* _DIRECTIONS_: According to the text about New York state routes, what road is New York State Route 950D also known as?

* _GIVEN TEXT_:
================================
NY 430 begins at the Pennsylvania state line near Findley Lake. It is an east–west highway with a length of 38.49 mi, all of which is in Chautauqua County. NY 430, also known as the Sen. Jess J. Present Memorial Highway, passes through Findley Lake, Sherman, Mayville, Bemus Point and Jamestown.

===NY 474===

NY 474 begins at the Pennsylvania state line in French Creek. It is a north–south highway with a length of 24.58 mi, all of which is in Chautauqua County. NY 474 passes through French Creek, Clymer, Panama, Ashville and Lakewood.

==Reference routes==
===NY 950D===
New York State Route 950D, also known as Shortman Road, is a reference route in Ripley. It is 1.22 mi in length, running between New York State Route 5 and U.S. Route 20 and providing access from those routes to Interstate 90.

===NY 951C===
New York State Route 951C was the former designation of Washington Street in Jamestown. The 1.08 mi north-to-south stretch connected Fluvanna Avenue (New York State Route 430) to New York State Route 394, parallel to Route 60. Some time in the early 21st century, the east end of Route 430 was rerouted onto Washington Street, eliminating the 951C designation.
================================
* _Natural-language region descriptions_:
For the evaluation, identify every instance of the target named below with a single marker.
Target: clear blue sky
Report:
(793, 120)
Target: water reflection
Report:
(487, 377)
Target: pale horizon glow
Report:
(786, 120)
================================
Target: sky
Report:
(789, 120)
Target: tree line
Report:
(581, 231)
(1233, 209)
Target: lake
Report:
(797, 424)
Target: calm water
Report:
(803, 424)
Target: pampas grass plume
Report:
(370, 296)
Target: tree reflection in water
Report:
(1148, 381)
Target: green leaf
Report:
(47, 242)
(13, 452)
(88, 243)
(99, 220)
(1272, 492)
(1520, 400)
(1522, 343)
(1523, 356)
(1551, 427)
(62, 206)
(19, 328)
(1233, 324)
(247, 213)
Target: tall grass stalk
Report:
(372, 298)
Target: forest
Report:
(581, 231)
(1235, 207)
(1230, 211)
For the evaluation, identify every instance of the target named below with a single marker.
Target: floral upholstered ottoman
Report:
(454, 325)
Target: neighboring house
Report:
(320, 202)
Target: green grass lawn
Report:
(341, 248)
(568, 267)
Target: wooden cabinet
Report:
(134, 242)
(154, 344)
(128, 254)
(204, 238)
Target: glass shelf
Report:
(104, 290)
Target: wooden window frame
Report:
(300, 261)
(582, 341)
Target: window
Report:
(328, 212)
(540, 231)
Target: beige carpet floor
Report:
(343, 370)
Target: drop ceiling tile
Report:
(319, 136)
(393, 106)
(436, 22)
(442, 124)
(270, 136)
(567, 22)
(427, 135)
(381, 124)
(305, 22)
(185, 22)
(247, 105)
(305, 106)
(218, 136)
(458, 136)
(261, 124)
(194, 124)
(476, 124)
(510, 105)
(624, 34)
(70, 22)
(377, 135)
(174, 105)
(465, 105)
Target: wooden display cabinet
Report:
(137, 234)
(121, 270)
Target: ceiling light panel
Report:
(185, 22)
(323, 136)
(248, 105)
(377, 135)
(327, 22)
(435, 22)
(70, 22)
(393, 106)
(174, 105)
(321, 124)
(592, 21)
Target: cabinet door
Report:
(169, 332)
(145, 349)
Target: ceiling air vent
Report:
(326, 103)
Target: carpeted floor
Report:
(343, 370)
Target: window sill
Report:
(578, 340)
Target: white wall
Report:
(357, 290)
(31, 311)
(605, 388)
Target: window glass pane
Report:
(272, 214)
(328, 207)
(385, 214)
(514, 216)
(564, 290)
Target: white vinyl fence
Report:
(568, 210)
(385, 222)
================================
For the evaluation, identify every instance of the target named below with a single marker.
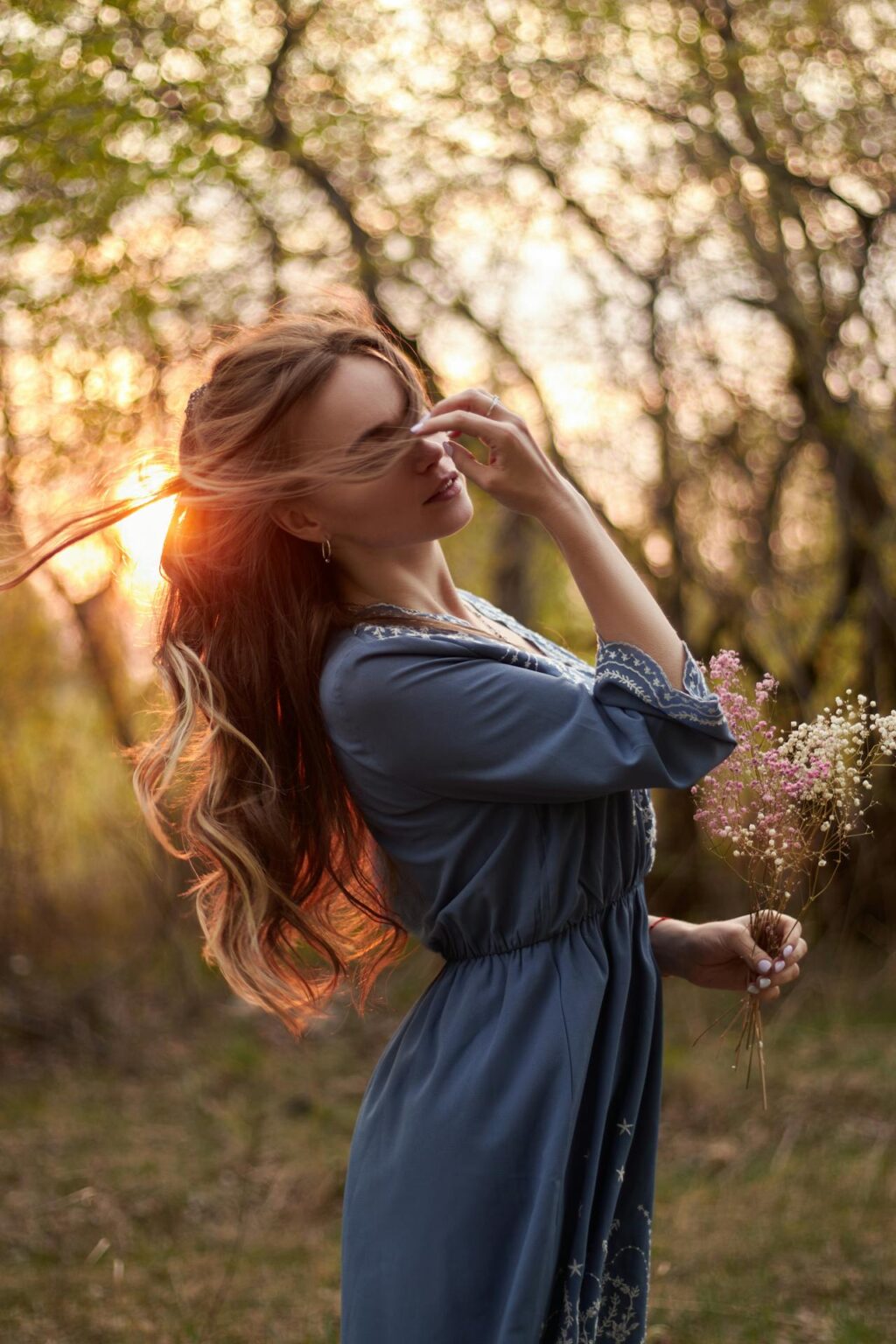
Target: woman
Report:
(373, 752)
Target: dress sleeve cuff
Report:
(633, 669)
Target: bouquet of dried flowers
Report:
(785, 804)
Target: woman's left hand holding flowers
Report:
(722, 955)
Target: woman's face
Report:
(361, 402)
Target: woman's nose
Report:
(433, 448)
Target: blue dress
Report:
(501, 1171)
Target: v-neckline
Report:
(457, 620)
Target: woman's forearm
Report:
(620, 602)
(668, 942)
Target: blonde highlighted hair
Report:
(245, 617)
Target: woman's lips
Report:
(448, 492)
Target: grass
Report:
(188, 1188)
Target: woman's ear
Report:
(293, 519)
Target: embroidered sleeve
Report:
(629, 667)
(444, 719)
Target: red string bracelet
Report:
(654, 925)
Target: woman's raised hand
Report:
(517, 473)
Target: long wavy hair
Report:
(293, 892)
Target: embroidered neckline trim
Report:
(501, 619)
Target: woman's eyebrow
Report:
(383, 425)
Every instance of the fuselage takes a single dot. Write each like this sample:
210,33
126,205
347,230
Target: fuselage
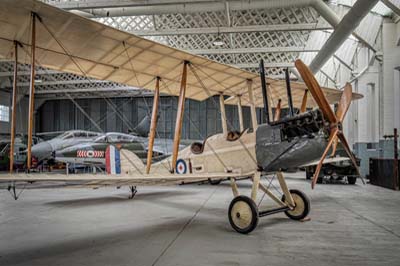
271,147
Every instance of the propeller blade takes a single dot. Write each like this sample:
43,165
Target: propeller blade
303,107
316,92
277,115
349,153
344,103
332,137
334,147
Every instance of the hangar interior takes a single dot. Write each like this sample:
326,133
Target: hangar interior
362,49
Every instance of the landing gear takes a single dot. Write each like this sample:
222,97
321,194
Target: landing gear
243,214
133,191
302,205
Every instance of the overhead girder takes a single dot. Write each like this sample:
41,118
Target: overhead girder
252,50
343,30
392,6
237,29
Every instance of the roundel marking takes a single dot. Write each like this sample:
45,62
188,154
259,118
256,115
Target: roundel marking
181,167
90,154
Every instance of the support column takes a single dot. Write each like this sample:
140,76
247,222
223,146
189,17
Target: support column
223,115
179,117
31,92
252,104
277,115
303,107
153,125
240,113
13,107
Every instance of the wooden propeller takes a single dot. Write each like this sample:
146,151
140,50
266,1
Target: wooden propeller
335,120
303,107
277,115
================================
* _TASK ANSWER_: Shortman Road